Stored data

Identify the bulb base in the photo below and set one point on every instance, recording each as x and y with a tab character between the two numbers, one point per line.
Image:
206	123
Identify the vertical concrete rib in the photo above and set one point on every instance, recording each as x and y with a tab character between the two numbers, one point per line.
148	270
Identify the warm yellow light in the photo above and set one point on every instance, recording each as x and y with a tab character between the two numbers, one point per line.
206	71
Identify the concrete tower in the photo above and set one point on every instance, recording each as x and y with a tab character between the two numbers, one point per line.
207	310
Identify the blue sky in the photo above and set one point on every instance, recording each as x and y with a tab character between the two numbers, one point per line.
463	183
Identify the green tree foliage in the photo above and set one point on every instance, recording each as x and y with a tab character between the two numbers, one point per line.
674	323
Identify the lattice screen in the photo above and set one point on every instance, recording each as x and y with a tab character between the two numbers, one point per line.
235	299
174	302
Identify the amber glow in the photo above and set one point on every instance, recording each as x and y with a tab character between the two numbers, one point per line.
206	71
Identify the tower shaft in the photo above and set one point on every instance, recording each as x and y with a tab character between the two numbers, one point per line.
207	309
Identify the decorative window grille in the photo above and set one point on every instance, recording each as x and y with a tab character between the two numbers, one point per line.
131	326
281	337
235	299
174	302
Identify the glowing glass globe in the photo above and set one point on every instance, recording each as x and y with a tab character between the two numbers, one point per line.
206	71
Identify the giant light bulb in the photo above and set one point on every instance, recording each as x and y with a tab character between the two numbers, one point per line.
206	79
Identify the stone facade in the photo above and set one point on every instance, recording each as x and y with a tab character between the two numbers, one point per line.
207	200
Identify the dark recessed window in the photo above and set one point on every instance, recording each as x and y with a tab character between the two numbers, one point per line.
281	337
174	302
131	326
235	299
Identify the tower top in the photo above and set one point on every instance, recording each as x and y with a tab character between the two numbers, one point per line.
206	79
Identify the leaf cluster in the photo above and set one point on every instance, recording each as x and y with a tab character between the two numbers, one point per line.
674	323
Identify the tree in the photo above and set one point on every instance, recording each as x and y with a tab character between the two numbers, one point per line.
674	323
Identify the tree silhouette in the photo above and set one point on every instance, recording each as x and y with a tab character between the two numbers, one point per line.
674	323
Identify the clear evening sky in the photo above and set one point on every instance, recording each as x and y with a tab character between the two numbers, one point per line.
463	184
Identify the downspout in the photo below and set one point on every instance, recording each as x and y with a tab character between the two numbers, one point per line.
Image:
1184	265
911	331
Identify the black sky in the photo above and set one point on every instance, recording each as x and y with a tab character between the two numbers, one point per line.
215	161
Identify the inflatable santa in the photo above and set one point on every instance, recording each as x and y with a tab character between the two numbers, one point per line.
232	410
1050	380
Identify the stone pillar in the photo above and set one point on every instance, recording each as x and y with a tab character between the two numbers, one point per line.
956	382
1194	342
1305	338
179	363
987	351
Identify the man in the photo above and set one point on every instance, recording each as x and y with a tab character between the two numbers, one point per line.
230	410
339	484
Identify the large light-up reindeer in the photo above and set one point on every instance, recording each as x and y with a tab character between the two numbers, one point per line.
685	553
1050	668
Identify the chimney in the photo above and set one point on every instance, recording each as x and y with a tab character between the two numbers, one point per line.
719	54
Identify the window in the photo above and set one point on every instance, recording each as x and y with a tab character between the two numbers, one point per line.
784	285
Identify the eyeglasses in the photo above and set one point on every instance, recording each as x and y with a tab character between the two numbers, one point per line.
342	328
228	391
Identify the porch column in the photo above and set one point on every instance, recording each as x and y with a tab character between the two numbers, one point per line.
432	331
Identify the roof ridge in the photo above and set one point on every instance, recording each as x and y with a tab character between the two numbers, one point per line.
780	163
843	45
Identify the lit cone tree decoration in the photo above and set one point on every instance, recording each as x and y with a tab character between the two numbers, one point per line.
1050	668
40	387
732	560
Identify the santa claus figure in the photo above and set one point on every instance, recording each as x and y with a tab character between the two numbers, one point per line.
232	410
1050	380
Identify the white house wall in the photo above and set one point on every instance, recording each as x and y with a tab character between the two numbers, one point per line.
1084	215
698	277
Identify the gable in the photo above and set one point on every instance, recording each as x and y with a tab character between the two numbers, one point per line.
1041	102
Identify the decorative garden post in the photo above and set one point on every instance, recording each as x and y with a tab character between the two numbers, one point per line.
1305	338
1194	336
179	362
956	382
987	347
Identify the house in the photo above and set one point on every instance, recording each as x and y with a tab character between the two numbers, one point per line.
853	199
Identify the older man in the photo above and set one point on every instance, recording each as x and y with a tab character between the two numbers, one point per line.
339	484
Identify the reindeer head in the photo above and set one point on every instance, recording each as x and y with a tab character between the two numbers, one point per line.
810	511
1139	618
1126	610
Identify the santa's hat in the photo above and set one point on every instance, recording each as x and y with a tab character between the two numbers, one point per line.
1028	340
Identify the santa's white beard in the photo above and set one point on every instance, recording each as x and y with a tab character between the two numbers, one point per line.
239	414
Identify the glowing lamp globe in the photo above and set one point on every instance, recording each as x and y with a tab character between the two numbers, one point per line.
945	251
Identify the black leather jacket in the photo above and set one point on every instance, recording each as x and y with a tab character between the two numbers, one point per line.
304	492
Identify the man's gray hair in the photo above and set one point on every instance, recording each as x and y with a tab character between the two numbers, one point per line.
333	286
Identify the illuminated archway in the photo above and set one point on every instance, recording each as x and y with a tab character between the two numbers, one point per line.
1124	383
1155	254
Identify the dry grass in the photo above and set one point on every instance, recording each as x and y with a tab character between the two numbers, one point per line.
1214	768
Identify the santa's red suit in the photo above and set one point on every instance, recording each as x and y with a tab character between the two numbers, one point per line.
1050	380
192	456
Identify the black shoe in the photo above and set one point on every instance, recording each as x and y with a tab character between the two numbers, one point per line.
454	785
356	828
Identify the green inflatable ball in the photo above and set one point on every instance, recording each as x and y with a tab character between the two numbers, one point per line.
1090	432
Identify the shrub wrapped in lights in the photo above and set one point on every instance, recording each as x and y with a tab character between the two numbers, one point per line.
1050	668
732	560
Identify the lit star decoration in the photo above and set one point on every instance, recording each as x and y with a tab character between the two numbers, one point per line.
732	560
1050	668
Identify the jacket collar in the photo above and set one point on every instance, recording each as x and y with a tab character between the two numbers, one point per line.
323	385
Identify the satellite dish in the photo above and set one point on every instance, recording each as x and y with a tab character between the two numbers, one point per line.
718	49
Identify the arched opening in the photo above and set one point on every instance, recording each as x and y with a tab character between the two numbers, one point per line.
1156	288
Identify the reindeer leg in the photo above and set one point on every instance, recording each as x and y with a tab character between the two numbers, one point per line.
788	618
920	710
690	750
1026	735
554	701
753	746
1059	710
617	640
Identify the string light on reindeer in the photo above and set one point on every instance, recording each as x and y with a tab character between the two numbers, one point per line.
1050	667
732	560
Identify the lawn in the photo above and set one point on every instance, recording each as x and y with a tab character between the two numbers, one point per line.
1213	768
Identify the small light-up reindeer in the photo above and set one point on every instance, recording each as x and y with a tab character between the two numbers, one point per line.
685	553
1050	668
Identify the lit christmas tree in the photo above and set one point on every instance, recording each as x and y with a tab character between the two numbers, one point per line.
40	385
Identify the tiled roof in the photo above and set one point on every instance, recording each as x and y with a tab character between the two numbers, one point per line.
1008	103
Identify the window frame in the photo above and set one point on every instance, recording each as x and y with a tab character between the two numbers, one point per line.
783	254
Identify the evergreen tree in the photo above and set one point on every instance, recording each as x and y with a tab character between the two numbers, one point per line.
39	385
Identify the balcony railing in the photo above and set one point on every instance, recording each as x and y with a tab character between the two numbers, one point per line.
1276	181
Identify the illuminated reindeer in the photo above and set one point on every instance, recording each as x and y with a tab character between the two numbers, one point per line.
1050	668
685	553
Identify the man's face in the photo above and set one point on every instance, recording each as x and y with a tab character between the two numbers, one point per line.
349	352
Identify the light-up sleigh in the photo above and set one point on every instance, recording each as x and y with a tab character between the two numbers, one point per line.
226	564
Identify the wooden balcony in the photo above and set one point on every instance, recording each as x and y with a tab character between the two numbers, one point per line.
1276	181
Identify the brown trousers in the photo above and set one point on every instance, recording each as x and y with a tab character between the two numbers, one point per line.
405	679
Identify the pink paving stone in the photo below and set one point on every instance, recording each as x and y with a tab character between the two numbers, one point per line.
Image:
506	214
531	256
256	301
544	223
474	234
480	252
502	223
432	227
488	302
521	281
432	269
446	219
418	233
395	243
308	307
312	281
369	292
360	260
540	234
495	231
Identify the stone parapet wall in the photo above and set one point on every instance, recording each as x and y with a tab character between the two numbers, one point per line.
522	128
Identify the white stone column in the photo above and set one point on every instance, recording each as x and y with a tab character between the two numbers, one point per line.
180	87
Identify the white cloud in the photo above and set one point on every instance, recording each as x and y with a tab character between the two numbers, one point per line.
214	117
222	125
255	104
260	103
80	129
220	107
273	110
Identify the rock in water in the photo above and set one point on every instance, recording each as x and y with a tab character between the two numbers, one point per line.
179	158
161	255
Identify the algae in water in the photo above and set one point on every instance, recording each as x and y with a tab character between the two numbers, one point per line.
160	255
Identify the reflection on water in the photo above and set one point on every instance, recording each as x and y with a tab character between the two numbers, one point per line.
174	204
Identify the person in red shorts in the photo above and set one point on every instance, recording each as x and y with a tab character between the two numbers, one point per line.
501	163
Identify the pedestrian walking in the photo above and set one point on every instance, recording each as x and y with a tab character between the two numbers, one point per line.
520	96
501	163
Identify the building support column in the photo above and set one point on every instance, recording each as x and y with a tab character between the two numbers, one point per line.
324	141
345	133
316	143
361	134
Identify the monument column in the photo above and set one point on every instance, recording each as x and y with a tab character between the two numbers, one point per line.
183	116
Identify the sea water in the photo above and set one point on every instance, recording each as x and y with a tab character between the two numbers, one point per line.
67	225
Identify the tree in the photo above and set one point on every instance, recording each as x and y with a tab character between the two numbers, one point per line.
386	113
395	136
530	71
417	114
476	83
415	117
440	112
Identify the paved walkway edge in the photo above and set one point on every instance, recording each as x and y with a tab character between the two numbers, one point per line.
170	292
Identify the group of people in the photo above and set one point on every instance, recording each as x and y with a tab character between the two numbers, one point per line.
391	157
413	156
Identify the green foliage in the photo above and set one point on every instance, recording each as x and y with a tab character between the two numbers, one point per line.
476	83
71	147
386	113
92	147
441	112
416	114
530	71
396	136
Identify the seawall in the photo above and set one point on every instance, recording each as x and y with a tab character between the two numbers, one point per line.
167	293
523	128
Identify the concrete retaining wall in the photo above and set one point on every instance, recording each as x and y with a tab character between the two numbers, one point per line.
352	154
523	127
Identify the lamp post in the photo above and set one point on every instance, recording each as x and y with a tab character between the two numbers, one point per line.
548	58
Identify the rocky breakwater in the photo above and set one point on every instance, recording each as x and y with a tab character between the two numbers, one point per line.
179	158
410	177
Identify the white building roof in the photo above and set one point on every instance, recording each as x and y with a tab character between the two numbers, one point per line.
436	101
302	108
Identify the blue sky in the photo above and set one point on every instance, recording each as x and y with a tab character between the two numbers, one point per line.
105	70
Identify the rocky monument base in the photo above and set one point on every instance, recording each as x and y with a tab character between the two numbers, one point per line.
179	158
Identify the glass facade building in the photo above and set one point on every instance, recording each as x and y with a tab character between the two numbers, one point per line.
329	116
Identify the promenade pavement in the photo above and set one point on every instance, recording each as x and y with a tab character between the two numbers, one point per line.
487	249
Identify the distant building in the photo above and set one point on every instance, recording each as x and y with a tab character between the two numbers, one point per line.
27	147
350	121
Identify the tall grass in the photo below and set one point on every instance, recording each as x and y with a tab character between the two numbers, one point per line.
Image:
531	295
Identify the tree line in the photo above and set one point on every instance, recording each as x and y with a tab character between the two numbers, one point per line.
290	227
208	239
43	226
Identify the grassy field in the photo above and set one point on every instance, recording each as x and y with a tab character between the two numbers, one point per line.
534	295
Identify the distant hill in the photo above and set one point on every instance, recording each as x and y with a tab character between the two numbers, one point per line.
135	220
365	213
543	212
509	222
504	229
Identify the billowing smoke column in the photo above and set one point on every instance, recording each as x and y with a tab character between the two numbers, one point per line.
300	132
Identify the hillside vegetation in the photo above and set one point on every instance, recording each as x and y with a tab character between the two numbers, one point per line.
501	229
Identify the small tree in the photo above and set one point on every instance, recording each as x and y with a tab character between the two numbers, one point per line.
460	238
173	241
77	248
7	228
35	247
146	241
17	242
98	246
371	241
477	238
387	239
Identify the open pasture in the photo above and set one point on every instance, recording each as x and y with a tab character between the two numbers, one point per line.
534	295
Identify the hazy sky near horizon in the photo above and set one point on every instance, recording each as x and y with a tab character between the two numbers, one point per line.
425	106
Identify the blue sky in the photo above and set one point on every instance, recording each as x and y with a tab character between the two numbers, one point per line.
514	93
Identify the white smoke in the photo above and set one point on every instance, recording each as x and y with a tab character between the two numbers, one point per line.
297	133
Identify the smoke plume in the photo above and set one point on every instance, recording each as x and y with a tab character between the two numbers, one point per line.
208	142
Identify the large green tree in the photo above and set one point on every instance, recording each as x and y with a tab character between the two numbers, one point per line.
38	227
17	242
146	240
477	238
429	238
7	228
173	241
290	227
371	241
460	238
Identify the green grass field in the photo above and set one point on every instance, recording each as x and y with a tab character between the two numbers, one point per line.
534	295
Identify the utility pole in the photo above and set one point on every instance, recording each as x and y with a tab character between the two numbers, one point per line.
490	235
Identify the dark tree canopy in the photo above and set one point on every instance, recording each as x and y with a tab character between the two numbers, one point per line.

**Work request:** Which lines of the records hold the string "below"? Copy each one.

**Exercise answer:**
Identify the bulb base in the photo below and set one point on every instance, recording each as x and y with a tab character between the two numbers, one point per line.
Identify the downspout in the photo below and set one point on every instance, recording each as x and y with a tab character between the two numbers, one point per line.
Identify the pink paving stone in the photo below and set one point on every instance, recording each as x and y with a tab character between the two numbers, one point per line.
Identify the tall grass in the photo below and set one point on every instance, recording each as x and y with a tab character between the two numbers, one point per line.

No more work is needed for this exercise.